(Provided material begins)
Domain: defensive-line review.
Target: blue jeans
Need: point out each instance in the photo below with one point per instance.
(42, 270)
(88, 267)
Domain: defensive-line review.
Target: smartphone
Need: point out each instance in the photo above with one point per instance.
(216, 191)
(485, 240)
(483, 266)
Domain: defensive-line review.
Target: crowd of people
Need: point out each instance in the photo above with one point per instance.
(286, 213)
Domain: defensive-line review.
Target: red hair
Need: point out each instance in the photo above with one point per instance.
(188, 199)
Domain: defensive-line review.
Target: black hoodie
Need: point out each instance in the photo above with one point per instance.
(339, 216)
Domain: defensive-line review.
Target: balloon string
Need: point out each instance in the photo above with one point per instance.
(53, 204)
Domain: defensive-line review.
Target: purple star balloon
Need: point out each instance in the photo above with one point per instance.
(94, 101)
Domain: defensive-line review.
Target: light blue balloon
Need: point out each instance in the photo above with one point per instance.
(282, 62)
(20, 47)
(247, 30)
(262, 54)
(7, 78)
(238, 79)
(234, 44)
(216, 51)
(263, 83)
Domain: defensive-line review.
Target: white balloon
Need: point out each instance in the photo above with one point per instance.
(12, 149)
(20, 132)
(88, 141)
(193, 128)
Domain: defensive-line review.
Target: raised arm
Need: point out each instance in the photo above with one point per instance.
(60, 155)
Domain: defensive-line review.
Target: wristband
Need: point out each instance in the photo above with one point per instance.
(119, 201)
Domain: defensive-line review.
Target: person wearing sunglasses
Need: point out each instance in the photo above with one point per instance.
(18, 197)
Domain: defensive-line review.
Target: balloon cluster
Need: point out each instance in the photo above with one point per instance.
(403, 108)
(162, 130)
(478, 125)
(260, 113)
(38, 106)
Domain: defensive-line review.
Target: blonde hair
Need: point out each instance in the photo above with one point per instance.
(Provided material ends)
→ Exercise
Each record above has to be retyped exactly, with nothing left out.

→ Answer
Domain: defensive-line review.
Target: blue jeans
Need: point out each instance in the photo below with one point per instance.
(42, 270)
(88, 267)
Domain: defensive-line review.
Target: smartphone
Need: point out each instance in the photo above with one point per instance.
(216, 191)
(485, 240)
(483, 266)
Domain: defensive-line review.
Target: crowd of people
Need: point out each instance in the photo above with one point per instance.
(286, 213)
Domain: defensive-line review.
Target: red hair
Need: point out each instance in the photo above with one point per instance.
(188, 199)
Domain: defensive-line review.
Target: black hoodie
Need: point out each instance in the photo above with one point per instance.
(339, 216)
Domain: defensive-line review.
Target: balloon string
Need: point out each instance in the photo above with one point per instance.
(53, 204)
Domain: defensive-line review.
Target: purple star balloon
Need: point out each instance in the photo above with one point per instance.
(94, 101)
Domain: defensive-line review.
Target: light blue balloon
Need: point out each instance in the photo above with one point per instance.
(282, 62)
(20, 47)
(247, 30)
(262, 54)
(7, 78)
(238, 79)
(234, 44)
(216, 51)
(263, 83)
Domain: defensive-line review.
Target: white balloon
Need: point out each instance in the photo above with one point per instance.
(12, 149)
(20, 132)
(88, 141)
(193, 128)
Domain: defensive-line review.
Target: raised arm
Need: point out each instance in the photo above with one point per instance.
(60, 155)
Domain: defensive-line review.
Target: wristband
Need: point out each instance in the photo above with one point per instance.
(119, 201)
Domain: defensive-line review.
Target: person wearing sunglasses
Need: point out each instance in the photo above with one point per instance.
(18, 197)
Domain: defensive-line review.
Target: balloon cluster
Need: point out each instance in the photo above with one point per instance.
(403, 108)
(162, 130)
(478, 125)
(260, 113)
(38, 106)
Domain: defensive-line review.
Target: blonde hair
Need: point out each instance in the photo above with one point per instance.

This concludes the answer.